* [Document segment]:
* * *

100 Hours of Vibecoding: The Real Gap Between Prototype and Production

Mac Budkowski spent 100 hours building Cryptosaurus, a Farcaster mini-app that generates dinosaur-styled NFT profile pictures using AI image generation, and then documented every place the work piled up. The post-mortem ran on his Kanfa newsletter in March 2026 as a direct response to viral "built an app in 30 minutes with AI" claims. Budkowski isn't a skeptic — he was an early Claude adopter and built an initial Cryptosaurus prototype in under an hour using Claude in Plan Mode. The remaining 99 hours are the story.

UI and UX work through LLM prompting was slow. Budkowski notes that Figma would have been faster for the interface work. The bigger time sink was image generation: getting consistent, usable results across a wide range of real-world profile pictures took more than 200 prompt iterations across Claude, Gemini, and OpenAI's Codex. The final output was a 274-line prompt.ts file plus a supplementary Gemini script with programmatic guardrails to catch edge cases that prompt instructions alone couldn't constrain. No single model produced acceptable results across all inputs, creating an orchestration problem that prototype demos never surface.

* * *

* [Assignment 1]: Please revise the vibecoding article starting with "Mac Budkowski spent" and going on through "are the story.", changing "newsletter" to "blog".
* [Assignment 2]: Continue the vibecoding article from its last sentence.

* [Supplied data]:
* * *

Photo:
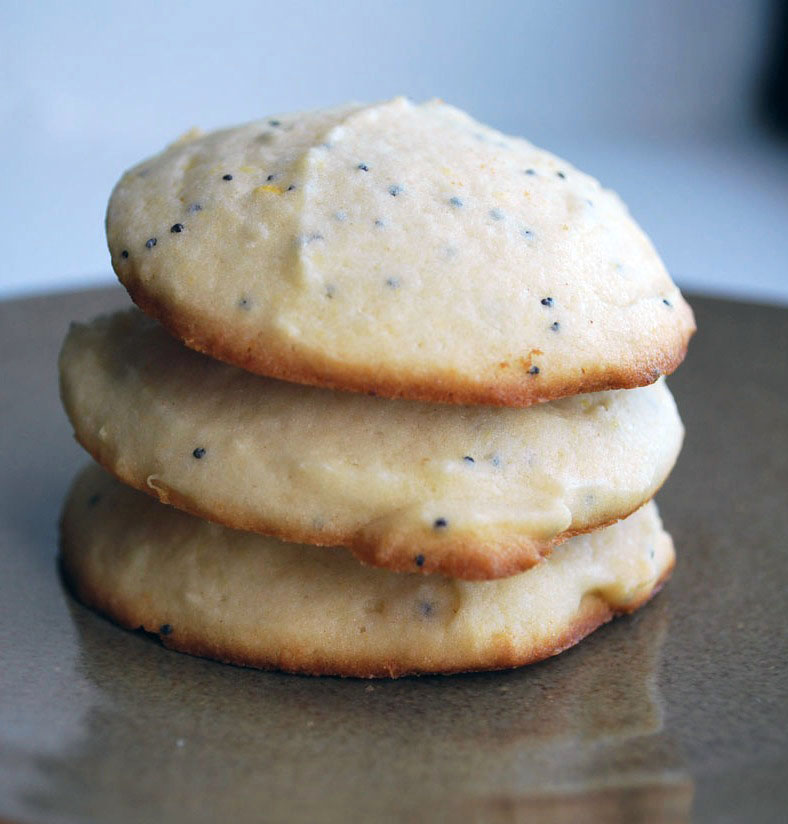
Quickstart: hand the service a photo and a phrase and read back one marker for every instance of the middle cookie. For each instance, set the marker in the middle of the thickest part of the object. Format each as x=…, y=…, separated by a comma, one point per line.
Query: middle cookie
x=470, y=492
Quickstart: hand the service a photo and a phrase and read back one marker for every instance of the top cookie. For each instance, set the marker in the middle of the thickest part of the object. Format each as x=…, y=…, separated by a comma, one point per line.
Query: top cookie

* * *

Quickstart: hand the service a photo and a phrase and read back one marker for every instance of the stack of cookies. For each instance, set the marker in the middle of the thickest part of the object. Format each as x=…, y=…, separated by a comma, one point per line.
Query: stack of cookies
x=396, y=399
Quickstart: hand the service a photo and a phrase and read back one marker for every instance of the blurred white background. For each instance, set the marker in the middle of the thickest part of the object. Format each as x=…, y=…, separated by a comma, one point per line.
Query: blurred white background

* * *

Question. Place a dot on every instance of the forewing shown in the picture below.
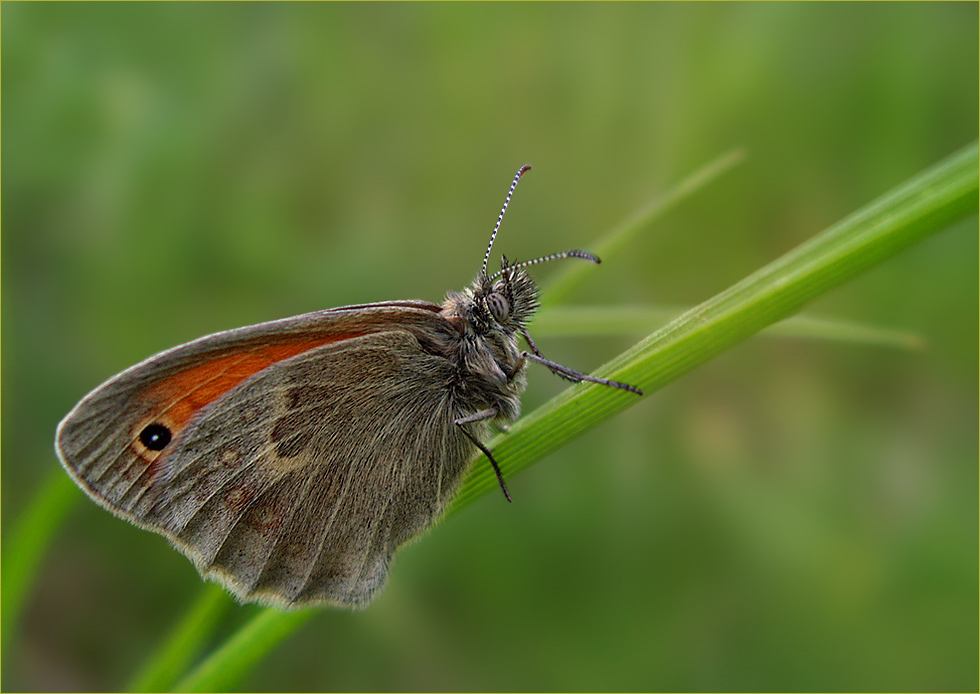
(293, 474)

* * *

* [Answer area 1]:
Mac Budkowski spent 100 hours building Cryptosaurus, a Farcaster mini-app that generates dinosaur-styled NFT profile pictures using AI image generation, and then documented every place the work piled up. The post-mortem ran on his Kanfa blog in March 2026 as a direct response to viral "built an app in 30 minutes with AI" claims. Budkowski isn't a skeptic — he was an early Claude adopter and built an initial Cryptosaurus prototype in under an hour using Claude in Plan Mode. The remaining 99 hours are the story.

* [Answer area 2]:
Infrastructure consumed more time that demos skip entirely. Budkowski set up AWS S3 and Lambda, deployed an NFT smart contract to Base Mainnet with onlyMinter protections, and secured key management through a Safe multisig. Two days went into stress-testing concurrent usage limits. None of it caught the nonce bug that broke concurrent payment transactions on launch day — it only appeared under real load, despite multiple rounds of LLM-assisted testing beforehand.

There's a structural asymmetry buried in the project: code generation models produce inspectable outputs you can patch and test. Generative image APIs don't. No regression harness, no deterministic control, no structured composition constraints. That made the image pipeline a different class of engineering problem than the code — harder to automate, harder to validate, and invisible in the prototype.

Budkowski's bottom line: AI still delivered a 10 to 100 times speed improvement over building from scratch without it. He also deliberately avoided platforms like Replit and Lovable to work through infrastructure complexity directly. The harder question his project surfaces is whether that gap closes anytime soon. Until image generation APIs offer the same testability as code — deterministic outputs, regression testing, structured constraints — multi-modal pipelines will keep carrying production costs that 30-minute demos never show.